:: PASSAGE GIVEN ::
========

# im building an audi 90 track car... suggestions for parts?



## GT_GREG (Dec 11, 2002)

as above im building a track car.. audi 90 quattro

i want any and all mods, sugestions, do's dont's everything.
let me know your opinions!
GT


----------



## Crispyfritter (Nov 21, 2001)

*Re: im building an audi 90 track car... suggestions for parts? (GT_GREG)*

The 20V turbo motor is a must have. Also, go with the meatiest spring you can get and the heaviest struts. Also, you'll certainly want a larget anti-sway bar. Also pick up some new front control arms with the Delrin bushings pre-pressed in. Make that car super tight. 
Reduce weight! If this is going to be a track car, gut everything but your seat and your gauges. Get rid of central locking, and get rid of those window regulators. Get some lexan windows. Run the lightest wheels you can find. They don't have to be 17 inchers either. I think your best compromise between weight and grip will be a wide 16 inch wheel.
That advice is only if you want to make a track car and not drive it daily.

========

:: DATA LISTING ::
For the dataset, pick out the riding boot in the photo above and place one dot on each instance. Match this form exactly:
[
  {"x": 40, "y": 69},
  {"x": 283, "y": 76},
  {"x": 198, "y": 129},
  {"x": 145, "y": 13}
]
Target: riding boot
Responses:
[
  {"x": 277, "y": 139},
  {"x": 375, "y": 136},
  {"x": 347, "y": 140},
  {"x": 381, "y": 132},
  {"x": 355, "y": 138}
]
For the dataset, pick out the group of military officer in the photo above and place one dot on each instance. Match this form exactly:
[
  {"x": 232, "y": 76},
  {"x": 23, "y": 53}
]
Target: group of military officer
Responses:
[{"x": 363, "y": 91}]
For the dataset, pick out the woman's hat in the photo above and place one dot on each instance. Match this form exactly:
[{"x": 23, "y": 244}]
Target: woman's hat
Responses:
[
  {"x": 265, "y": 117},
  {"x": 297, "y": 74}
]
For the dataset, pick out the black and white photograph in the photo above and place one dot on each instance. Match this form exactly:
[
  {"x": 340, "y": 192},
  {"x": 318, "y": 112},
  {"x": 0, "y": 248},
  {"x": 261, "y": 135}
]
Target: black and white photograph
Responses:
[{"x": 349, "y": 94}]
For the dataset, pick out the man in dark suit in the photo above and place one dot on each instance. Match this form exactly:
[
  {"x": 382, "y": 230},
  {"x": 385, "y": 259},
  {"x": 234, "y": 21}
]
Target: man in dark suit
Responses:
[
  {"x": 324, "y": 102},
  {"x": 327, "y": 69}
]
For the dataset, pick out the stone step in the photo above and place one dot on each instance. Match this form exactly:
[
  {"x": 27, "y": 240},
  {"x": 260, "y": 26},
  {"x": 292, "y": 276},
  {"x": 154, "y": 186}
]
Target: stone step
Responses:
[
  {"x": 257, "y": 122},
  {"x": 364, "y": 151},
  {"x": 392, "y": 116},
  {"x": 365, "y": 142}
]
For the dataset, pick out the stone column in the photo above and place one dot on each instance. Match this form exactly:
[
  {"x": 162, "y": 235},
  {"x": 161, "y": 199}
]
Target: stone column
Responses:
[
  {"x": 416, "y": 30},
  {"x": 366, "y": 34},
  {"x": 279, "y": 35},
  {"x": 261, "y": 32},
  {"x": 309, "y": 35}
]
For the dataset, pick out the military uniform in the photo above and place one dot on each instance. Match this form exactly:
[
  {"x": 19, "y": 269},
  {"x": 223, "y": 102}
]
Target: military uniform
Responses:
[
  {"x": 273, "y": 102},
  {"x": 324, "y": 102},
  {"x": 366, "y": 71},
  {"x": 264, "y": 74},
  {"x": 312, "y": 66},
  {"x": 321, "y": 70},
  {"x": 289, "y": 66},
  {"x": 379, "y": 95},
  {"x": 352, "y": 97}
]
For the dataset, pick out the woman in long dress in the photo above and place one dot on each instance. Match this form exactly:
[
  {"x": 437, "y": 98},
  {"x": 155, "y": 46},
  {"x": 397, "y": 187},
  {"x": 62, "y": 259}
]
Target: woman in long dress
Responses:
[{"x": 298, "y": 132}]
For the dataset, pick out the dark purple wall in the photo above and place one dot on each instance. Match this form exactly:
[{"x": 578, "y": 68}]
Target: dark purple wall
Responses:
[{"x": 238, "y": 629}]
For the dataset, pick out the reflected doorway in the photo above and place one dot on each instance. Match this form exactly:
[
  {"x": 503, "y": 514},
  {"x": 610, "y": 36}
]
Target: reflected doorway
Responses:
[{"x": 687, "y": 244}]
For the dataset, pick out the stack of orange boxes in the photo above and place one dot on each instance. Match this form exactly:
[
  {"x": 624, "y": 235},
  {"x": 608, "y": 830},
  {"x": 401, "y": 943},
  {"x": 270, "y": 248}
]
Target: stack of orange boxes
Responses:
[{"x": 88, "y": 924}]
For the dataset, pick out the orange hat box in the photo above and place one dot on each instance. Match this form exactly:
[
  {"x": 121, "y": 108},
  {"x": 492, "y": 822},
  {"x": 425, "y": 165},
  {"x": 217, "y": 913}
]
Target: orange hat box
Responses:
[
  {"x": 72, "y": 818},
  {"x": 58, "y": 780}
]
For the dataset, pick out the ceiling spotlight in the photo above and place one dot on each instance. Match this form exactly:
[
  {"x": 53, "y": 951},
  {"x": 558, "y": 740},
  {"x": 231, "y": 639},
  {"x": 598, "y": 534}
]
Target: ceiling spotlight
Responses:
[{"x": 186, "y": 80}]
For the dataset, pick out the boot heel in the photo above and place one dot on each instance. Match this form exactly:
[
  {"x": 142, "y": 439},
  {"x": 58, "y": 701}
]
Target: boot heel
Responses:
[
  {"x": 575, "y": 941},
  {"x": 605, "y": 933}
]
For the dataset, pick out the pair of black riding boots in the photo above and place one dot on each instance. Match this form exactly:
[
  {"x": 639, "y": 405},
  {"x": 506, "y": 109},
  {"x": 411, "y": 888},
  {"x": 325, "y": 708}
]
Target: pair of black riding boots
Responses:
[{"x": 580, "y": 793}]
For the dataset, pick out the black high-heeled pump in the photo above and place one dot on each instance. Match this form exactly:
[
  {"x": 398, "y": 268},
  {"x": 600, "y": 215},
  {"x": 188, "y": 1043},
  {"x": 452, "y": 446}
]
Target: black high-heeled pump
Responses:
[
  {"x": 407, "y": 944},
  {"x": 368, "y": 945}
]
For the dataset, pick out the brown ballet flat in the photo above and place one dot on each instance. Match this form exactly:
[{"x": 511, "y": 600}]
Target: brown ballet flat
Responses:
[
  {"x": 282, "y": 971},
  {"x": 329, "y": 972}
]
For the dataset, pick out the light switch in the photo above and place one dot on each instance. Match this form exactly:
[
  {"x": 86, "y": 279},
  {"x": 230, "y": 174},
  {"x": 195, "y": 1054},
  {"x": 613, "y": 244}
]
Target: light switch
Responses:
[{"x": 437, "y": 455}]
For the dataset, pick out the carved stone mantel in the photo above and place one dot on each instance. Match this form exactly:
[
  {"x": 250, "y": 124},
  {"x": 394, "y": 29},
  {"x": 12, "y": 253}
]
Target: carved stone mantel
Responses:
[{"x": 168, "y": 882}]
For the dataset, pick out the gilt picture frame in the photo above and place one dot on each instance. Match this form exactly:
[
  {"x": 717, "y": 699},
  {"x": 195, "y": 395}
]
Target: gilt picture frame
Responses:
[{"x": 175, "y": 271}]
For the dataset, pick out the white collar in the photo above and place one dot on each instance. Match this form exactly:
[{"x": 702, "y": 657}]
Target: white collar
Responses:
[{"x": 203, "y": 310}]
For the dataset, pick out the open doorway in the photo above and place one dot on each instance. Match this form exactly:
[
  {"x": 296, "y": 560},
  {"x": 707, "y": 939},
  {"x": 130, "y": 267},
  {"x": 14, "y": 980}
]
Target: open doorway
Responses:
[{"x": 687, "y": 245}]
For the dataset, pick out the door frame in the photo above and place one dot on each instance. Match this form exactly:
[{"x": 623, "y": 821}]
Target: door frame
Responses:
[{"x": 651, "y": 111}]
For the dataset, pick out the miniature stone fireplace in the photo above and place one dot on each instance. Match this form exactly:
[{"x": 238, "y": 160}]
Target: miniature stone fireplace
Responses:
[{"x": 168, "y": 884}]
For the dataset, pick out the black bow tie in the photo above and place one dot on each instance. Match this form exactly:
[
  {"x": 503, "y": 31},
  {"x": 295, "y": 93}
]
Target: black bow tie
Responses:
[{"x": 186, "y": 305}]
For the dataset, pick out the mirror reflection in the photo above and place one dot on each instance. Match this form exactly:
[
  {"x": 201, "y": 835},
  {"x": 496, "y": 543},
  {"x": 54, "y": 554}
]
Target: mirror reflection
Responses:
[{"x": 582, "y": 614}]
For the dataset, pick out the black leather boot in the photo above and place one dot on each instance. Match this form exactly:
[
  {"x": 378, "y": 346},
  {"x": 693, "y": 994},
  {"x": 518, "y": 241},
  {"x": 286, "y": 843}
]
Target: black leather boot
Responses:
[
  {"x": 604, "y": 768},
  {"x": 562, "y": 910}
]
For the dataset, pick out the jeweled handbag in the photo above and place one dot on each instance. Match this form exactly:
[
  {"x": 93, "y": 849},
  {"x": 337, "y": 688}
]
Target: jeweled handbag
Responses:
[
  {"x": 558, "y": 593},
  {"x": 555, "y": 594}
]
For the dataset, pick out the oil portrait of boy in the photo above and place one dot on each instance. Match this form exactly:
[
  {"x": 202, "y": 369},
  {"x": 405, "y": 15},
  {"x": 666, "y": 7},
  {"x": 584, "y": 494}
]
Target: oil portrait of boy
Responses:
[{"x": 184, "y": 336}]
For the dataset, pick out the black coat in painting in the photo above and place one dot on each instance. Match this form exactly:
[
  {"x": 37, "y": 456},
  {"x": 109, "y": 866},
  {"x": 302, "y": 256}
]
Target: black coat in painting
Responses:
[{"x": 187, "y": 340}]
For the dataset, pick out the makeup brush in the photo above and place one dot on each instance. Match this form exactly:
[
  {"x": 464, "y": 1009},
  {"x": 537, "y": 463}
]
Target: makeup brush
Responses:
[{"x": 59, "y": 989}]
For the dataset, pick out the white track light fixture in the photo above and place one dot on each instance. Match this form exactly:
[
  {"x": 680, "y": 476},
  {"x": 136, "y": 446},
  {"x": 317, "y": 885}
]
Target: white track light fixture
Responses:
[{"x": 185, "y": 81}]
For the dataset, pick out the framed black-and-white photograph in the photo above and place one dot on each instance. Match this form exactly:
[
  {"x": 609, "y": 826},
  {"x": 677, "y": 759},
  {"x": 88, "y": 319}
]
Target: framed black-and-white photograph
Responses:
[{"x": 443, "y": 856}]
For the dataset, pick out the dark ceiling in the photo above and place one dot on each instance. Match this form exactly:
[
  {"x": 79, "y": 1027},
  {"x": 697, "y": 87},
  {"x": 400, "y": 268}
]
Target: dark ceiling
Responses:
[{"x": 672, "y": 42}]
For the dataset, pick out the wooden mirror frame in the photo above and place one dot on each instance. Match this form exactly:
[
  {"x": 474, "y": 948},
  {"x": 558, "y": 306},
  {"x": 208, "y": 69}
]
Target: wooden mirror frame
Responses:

========

:: YOUR TASKS ::
(1) Translate this sentence from the Audi 90 track car thread into Spanish: "Run the lightest wheels you can find."
(2) From the Audi 90 track car thread, output word for word the part that begins at the words "let me know" and stops after "car super tight.".

:: RESULTS ::
(1) Monta las llantas más ligeras que puedas encontrar.

(2)
let me know your opinions!
GT


----------



## Crispyfritter (Nov 21, 2001)

*Re: im building an audi 90 track car... suggestions for parts? (GT_GREG)*

The 20V turbo motor is a must have. Also, go with the meatiest spring you can get and the heaviest struts. Also, you'll certainly want a larget anti-sway bar. Also pick up some new front control arms with the Delrin bushings pre-pressed in. Make that car super tight.